> _GIVEN PASSAGE_:

S&P Global analyst Ong Hwee Yee highlighted that the premium mass gaming market continues to support industry revenues in the region.
“Affluent players may be less exposed to a weakening economy than the lower-income groups… Players return and remain engaged,” she said, as reported by Business Times.
Singapore saw a significant influx of Chinese players after implementing visa-free travel for them in February 2024, resulting in a 50% year-on-year gaming revenue increase in the first quarter last year.
Malaysia introduced a similar visa policy in December 2023.
Genting Bhd, a major Malaysian hospitality group with operations in Malaysia and Singapore, is a key player in the region’s casino industry.
The company is exploring the establishment of a casino in New York, USA, which S&P Global identifies as an “event risk” that could affect its overall revenue.
The researcher noted that securing a full casino license could position Genting Bhd strongly in the U.S. market, leveraging its existing Resorts World New York City infrastructure.
However, failure to obtain the license could hinder the competitiveness of its New York operations, according to the report.
In the rest of Asia-Pacific, casinos might struggle due to institutional barriers, S&P said.
Ong indicated that markets like Cambodia will experience a slower revenue recovery. Cambodian casinos, heavily reliant on Chinese players – have been hit hard by China’s crackdown on junket operators linked to money laundering and corruption.
In 2019, these operators accounted for roughly 70% of Cambodia’s gross gaming revenue.
In Thailand, efforts to legalize casinos were halted when the government recently withdrew a flagship bill proposed by suspended Prime Minister Paetongtarn Shinawatra.

> _TASKS TO PERFORM_:
[A] Answer these from the passage on Asian casino markets:
(i) When did Malaysia introduce a visa policy similar to Singapore's?
(ii) What plan of Genting Bhd does S&P Global identify as an "event risk"?
(iii) In 2019, roughly what share of Cambodia's gross gaming revenue came from junket operators?
[B] Return the part of the passage on Asian casino markets starting with "S&P Global analyst" and going on through "in December 2023.".

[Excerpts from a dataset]
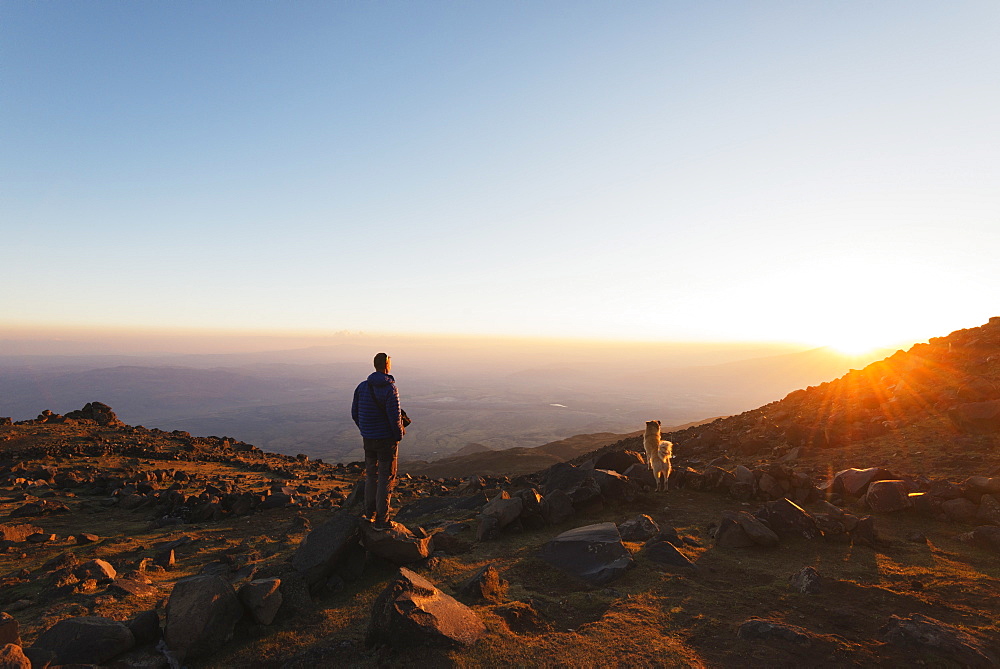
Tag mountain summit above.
[0,319,1000,668]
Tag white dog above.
[642,420,674,491]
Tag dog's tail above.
[660,439,674,460]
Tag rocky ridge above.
[0,319,1000,667]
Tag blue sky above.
[0,1,1000,346]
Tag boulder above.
[865,480,910,513]
[366,567,486,648]
[0,611,21,646]
[542,523,634,585]
[0,643,31,669]
[849,516,878,548]
[482,490,524,528]
[163,576,243,661]
[976,494,1000,525]
[66,402,125,427]
[948,400,1000,434]
[239,578,282,625]
[830,467,899,497]
[126,611,163,646]
[292,511,359,587]
[754,498,822,539]
[788,566,823,595]
[879,613,998,667]
[108,578,162,597]
[618,514,660,541]
[33,616,135,664]
[459,564,507,604]
[73,559,118,581]
[0,523,42,543]
[594,450,648,476]
[361,520,434,565]
[736,511,781,548]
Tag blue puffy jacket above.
[351,372,403,441]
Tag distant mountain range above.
[0,345,892,462]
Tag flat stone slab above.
[542,523,635,585]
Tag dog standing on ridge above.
[642,420,674,491]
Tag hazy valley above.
[0,342,881,462]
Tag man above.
[351,353,405,529]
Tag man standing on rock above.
[351,353,406,529]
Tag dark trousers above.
[364,438,399,523]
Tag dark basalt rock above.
[33,616,135,664]
[366,567,486,648]
[879,613,998,667]
[292,511,360,587]
[163,575,243,660]
[754,498,822,539]
[542,523,634,585]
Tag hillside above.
[0,319,1000,668]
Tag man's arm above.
[351,386,361,428]
[385,383,403,441]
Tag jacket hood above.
[368,372,396,386]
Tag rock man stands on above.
[351,353,406,529]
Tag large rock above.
[34,616,135,664]
[736,511,780,548]
[754,498,822,539]
[459,564,508,604]
[163,575,243,660]
[66,402,125,427]
[0,643,31,669]
[0,523,42,542]
[976,495,1000,525]
[542,523,634,585]
[594,450,646,476]
[361,520,434,565]
[0,611,21,646]
[879,613,997,667]
[830,467,899,497]
[292,511,359,587]
[618,514,660,541]
[948,400,1000,434]
[239,578,282,625]
[865,480,911,513]
[483,490,524,528]
[366,567,486,648]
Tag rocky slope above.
[0,319,1000,667]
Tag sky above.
[0,0,1000,349]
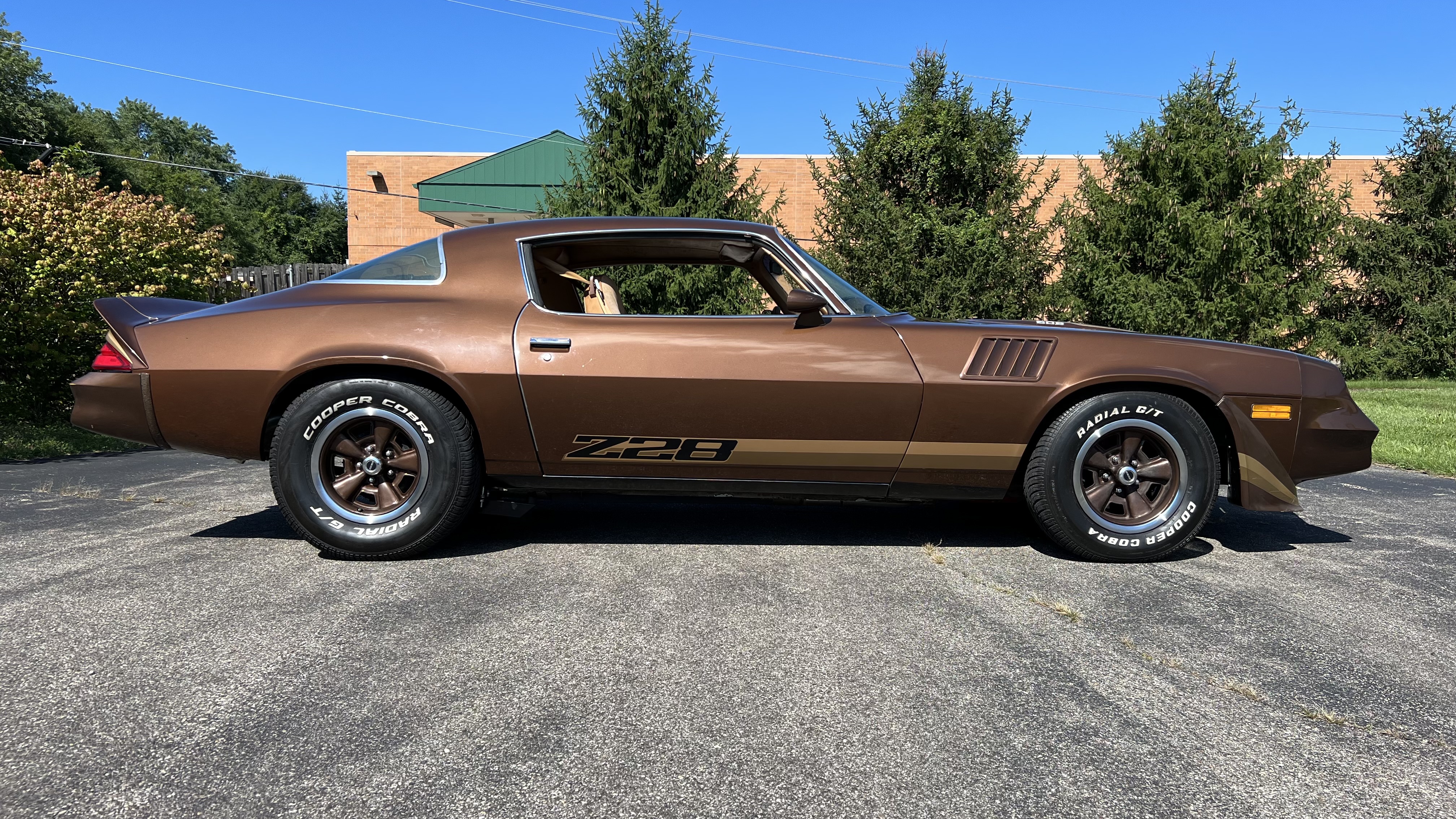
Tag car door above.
[515,265,922,486]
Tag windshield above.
[783,236,890,316]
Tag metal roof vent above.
[961,335,1057,380]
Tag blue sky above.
[7,0,1456,183]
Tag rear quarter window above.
[323,236,446,284]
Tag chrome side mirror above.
[786,287,828,329]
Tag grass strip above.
[0,421,147,460]
[1350,380,1456,475]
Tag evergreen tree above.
[812,51,1056,321]
[1058,61,1350,347]
[543,0,783,315]
[1316,108,1456,379]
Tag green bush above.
[543,1,782,315]
[1058,63,1348,347]
[811,51,1057,321]
[1315,108,1456,379]
[0,163,226,424]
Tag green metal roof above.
[415,131,585,213]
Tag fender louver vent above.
[961,337,1057,380]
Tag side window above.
[532,236,804,316]
[323,236,446,284]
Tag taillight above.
[92,341,131,373]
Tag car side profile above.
[72,217,1377,561]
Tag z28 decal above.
[562,434,1027,472]
[566,436,738,460]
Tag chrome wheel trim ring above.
[1072,418,1190,535]
[309,407,429,526]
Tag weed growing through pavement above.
[60,478,100,498]
[1210,679,1264,702]
[1027,595,1082,622]
[920,541,1082,625]
[1299,705,1357,729]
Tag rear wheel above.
[1025,392,1219,561]
[269,379,479,560]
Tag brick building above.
[347,131,1379,264]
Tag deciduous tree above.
[0,163,226,422]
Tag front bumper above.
[72,373,170,449]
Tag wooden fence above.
[213,264,345,302]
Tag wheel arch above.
[258,363,481,460]
[1012,377,1238,491]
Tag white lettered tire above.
[269,379,479,560]
[1023,392,1219,561]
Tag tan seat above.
[539,256,622,316]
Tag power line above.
[489,0,904,69]
[20,44,572,144]
[0,137,530,213]
[457,0,1404,119]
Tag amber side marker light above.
[92,341,131,373]
[1249,404,1290,421]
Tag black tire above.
[1023,392,1219,563]
[269,379,481,560]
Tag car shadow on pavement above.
[192,495,1350,561]
[192,506,303,541]
[1200,498,1351,552]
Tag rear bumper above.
[72,373,170,449]
[1293,394,1380,482]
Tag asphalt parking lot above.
[0,452,1456,816]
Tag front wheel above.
[269,379,479,560]
[1025,392,1219,561]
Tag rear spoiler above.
[93,296,213,367]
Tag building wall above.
[347,150,1377,264]
[345,150,491,264]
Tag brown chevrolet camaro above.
[72,217,1376,561]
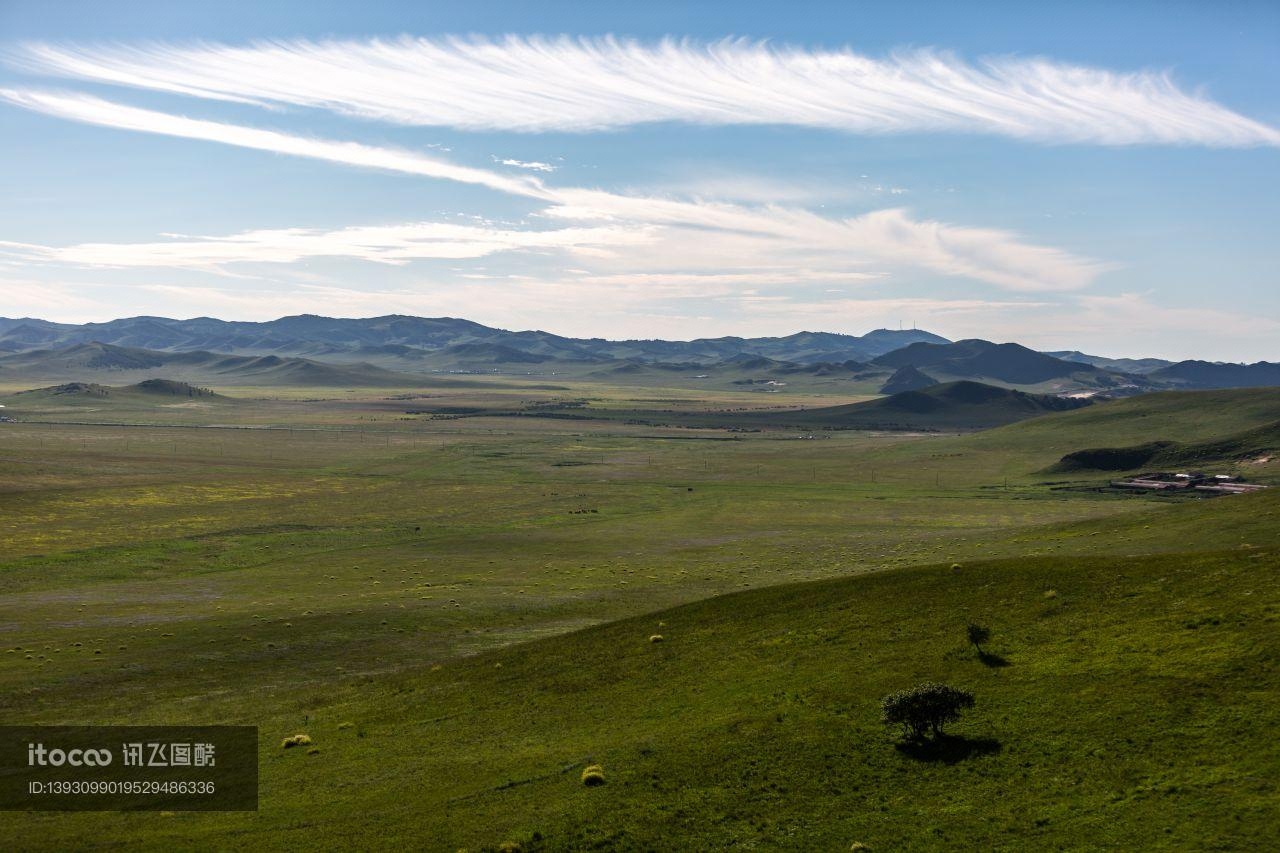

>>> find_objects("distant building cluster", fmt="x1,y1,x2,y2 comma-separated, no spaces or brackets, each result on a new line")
1111,471,1268,494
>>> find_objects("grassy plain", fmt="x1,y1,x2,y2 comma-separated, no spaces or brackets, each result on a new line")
0,376,1280,850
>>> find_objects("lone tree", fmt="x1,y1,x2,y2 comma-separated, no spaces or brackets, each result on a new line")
965,622,991,654
881,681,974,740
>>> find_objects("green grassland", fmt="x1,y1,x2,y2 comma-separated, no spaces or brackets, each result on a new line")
0,380,1280,850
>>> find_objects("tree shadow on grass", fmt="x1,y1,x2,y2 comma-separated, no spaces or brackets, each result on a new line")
897,735,1001,765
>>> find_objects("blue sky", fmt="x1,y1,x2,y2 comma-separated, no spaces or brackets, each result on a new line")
0,1,1280,360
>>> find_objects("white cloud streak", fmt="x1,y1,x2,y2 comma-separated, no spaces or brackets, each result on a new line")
9,36,1280,147
0,88,540,196
0,222,649,269
0,90,1110,291
494,158,556,172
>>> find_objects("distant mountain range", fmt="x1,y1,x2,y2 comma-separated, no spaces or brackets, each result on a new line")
0,314,1280,396
0,314,947,364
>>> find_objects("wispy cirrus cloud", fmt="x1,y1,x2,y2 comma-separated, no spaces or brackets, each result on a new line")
0,90,1110,291
9,36,1280,147
0,222,649,269
493,158,556,172
0,88,541,197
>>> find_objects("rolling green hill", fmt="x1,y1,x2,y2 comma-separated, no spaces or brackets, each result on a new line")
8,494,1280,852
1051,421,1280,471
744,382,1089,430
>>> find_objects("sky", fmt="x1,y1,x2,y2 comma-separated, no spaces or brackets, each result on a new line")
0,0,1280,361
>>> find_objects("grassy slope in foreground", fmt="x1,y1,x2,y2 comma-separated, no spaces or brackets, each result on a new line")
12,484,1280,850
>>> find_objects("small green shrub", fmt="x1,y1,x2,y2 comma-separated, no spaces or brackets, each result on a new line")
881,681,974,740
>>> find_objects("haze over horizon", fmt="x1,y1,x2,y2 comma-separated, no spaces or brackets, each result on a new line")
0,3,1280,361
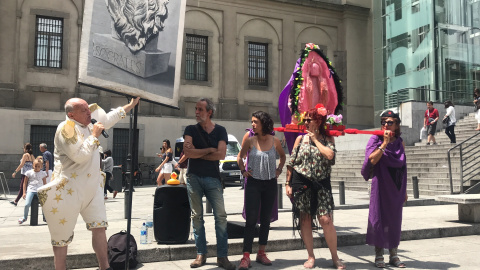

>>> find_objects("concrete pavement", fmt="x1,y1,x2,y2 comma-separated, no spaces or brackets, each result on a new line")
0,186,480,269
77,235,480,270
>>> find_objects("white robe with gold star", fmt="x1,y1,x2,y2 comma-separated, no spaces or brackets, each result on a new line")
38,104,125,246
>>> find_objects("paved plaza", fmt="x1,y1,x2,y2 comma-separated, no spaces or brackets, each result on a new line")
0,182,480,269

> _EXPECTED OUTPUTS_:
[A]
(i) December 2023
(ii) Establishing a casino in New York, USA
(iii) Roughly 70%

[B]
S&P Global analyst Ong Hwee Yee highlighted that the premium mass gaming market continues to support industry revenues in the region.
“Affluent players may be less exposed to a weakening economy than the lower-income groups… Players return and remain engaged,” she said, as reported by Business Times.
Singapore saw a significant influx of Chinese players after implementing visa-free travel for them in February 2024, resulting in a 50% year-on-year gaming revenue increase in the first quarter last year.
Malaysia introduced a similar visa policy in December 2023.